### Selected extract
Changes to the Skate Ontario model have certainly made navigating the local landscape of figure skating that much more challenging in recent years.
Throw in the effects of the pandemic which coincided with a general decrease in skaters for some of the clubs in the outlying areas and one has a sport that must now be covered far differently than it was when I first jumped into the realm of local sports reporting some twenty years ago.
At the very core of figure skating, however, as is the case with pretty well every athletic endeavour under the sun, the basics have not changed: young athletes pushing themselves to the limit with hopes that it all comes together at just the right time.
For the 17 local youngsters who travelled to Sault Ste Marie this past weekend, site of Provincial Series #6 (Lake Superior), that was the end goal – though given the lack of competition through much of the fall of 2020 to fall of 2022 period, as well as the injection of very young talent into the local ranks, there is also a very large emphasis on simply benefitting from the experience that competition provides.
One of five young women representing the Copper Cliff Skating Club, Brooke Campeau was a gold medal winner in both Star 5 Artistic and her Elements events, though that wasn’t what she was most pumped about as she made her way home on Sunday.
“I was more happy about getting on the podium with my solo,” said the 16 year-old grade 11 student at Confederation Secondary School, referencing the event in which she added a bronze medal to her weekend hardware collection. “In Garson (competition in December), a lot went wrong with it and I wanted to prove to myself that I could improve in such a short time and show that I could do what was in my solo.”

### What you will do
Translate this sentence from the figure skating article into French: "Changes to the Skate Ontario model have certainly made navigating the local landscape of figure skating that much more challenging in recent years."

### Given information
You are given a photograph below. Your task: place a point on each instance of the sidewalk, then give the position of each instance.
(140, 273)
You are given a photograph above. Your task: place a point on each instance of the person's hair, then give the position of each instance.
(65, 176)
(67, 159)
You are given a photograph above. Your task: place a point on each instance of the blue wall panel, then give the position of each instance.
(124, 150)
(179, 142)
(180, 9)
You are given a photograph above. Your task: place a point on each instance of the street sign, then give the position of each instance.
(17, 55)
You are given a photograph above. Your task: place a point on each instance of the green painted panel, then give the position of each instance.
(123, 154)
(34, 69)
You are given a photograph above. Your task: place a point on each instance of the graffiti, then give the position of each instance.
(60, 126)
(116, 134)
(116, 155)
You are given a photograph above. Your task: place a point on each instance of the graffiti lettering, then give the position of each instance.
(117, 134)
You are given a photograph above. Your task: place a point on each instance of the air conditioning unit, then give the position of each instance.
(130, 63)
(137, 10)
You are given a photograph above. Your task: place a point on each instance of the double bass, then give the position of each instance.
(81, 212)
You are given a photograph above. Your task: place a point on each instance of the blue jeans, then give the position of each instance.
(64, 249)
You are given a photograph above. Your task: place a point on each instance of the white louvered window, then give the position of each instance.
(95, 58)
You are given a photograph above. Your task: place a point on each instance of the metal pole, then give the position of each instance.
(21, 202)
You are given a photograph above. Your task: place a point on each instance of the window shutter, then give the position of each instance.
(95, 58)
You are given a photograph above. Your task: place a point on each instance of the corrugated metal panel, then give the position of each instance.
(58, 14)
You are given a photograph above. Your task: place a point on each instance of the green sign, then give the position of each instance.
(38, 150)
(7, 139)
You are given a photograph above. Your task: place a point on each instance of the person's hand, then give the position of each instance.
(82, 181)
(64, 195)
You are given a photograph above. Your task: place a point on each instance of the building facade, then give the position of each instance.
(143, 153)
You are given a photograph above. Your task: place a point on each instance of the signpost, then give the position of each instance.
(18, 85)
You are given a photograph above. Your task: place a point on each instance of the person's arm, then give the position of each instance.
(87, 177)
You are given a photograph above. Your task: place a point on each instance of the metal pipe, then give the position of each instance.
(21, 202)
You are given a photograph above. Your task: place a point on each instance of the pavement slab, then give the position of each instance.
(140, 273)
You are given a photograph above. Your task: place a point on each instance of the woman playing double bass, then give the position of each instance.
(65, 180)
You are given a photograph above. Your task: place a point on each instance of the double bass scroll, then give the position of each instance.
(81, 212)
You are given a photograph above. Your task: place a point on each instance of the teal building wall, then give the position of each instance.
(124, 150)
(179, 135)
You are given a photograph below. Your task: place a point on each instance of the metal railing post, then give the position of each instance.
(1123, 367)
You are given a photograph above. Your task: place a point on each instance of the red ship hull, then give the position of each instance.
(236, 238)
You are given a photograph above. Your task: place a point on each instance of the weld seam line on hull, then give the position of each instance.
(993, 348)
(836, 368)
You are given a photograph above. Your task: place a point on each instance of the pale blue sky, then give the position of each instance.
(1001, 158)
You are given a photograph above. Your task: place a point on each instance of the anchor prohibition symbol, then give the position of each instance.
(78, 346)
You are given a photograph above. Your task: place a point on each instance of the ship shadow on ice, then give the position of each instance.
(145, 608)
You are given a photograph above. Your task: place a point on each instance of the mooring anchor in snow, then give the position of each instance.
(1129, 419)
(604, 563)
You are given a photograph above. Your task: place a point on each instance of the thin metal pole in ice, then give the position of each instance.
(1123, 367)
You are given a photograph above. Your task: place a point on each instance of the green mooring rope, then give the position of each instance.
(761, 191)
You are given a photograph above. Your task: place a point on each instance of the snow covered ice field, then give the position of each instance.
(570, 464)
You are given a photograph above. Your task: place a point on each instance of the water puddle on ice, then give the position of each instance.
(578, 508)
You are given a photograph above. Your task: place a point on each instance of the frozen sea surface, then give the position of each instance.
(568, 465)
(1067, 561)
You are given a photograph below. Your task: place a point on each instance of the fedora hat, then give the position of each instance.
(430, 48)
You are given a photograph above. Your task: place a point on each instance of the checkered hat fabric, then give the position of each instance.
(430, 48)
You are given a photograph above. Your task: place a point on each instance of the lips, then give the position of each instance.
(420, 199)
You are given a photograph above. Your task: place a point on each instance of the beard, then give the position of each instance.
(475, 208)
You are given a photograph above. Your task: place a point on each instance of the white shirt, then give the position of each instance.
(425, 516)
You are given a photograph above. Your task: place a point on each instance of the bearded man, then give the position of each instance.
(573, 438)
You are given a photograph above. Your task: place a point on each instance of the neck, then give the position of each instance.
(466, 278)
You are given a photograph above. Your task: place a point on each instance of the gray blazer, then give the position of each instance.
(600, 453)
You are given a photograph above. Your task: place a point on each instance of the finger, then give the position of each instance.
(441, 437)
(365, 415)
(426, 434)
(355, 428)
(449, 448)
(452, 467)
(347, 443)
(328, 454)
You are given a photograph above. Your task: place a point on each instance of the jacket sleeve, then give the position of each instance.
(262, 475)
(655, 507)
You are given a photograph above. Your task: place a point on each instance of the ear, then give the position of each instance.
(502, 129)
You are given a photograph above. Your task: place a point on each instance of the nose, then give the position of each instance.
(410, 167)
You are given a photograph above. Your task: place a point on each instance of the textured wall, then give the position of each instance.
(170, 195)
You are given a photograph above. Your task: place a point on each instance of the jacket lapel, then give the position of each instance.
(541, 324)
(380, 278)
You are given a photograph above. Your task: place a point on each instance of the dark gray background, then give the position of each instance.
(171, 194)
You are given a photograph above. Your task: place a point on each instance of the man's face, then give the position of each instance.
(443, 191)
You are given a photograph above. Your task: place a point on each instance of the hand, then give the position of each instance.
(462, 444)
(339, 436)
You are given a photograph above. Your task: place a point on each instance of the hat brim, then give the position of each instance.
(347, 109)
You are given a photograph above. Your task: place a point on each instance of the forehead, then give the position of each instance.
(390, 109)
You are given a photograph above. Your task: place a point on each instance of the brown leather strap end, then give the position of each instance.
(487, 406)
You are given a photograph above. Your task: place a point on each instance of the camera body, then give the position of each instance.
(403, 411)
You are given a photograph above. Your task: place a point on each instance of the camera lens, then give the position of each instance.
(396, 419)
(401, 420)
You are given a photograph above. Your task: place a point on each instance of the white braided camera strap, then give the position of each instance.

### The completed task
Les changements apportés au modèle de Skate Ontario ont assurément rendu la navigation dans le paysage local du patinage artistique d'autant plus difficile ces dernières années.